- Extracted information -

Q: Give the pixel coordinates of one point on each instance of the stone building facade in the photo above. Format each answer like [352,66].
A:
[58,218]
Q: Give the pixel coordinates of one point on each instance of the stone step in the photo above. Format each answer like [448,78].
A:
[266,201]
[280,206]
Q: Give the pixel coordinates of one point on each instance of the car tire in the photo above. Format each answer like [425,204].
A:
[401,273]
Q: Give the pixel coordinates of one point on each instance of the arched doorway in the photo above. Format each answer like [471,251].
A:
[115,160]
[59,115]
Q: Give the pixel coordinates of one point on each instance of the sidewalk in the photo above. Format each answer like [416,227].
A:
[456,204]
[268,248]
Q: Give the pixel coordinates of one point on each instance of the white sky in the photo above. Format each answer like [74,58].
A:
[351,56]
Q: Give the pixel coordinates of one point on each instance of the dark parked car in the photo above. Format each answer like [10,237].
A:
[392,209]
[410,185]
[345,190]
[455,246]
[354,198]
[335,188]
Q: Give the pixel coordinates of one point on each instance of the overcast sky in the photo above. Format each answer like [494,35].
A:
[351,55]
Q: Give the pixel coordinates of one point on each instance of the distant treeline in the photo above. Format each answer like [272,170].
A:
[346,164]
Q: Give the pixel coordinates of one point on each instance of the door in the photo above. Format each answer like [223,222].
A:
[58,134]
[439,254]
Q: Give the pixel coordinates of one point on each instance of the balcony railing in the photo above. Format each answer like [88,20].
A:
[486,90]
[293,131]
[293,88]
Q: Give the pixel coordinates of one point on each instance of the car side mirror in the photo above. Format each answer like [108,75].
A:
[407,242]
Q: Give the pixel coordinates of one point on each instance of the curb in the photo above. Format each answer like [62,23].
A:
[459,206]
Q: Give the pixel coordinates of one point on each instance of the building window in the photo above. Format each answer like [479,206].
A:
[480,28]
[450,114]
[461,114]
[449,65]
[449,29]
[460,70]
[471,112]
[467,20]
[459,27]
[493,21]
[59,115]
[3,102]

- The problem -
Rewrite the listing above with "a single point" in place of every "one point", leaving everything else unchanged.

- Exercise output -
Q: Give the pixel coordinates of a single point on each instance of the stone building facade in the photo above. Format each answer like [352,66].
A:
[58,218]
Q: Give the pixel coordinates of a single point on each instance of the stone step in the photo above. Format each answer like [448,78].
A:
[266,201]
[280,206]
Q: Give the pixel coordinates of a single point on each instance of the car tire in the photo above. Format each answer like [425,204].
A:
[401,273]
Q: Give the pixel coordinates of a single point on each instance of the arched doorway in the photo above. Format each answer like [471,251].
A:
[115,160]
[59,115]
Q: Give the pixel coordinates of a single point on each instance of the sidewalk in the photo above. Format each answer like [416,227].
A:
[456,204]
[268,248]
Q: Give the pixel coordinates of a single point on each instance of the white sky in the photo above. Format each answer like [74,58].
A:
[351,56]
Q: Give the pixel coordinates of a single point on each instance of the dark parked car in the photo above. Format each answer like [10,237].
A:
[392,209]
[410,185]
[345,190]
[455,246]
[354,198]
[335,188]
Q: Give the pixel coordinates of a single point on each instance of the overcast sky in the photo above. Format each answer like [494,35].
A:
[351,55]
Q: Give the pixel coordinates of a single point on each instance of the distant treeline in the photo above. Format each answer like [272,170].
A:
[346,164]
Q: Give the pixel coordinates of a single point on each instance of the door in the photo above. Format each answer like [223,222].
A:
[58,134]
[439,254]
Q: Give the pixel coordinates of a single point on each instance of the balcony railing in the photo above. Format each answer like [88,20].
A:
[486,90]
[293,131]
[293,88]
Q: Give the pixel coordinates of a single point on each instance of the car side mirror in the photo above. Format each answer like [108,75].
A:
[407,242]
Q: Give the pixel coordinates of a single point on each instance of the curb in the photo above. Format each answer like [62,23].
A:
[459,206]
Q: Give the pixel coordinates of a single point on each instance of the building window in the photo above. Format each answer like [479,206].
A:
[480,28]
[450,114]
[461,114]
[449,65]
[449,29]
[460,70]
[471,112]
[467,20]
[459,27]
[493,21]
[59,115]
[3,102]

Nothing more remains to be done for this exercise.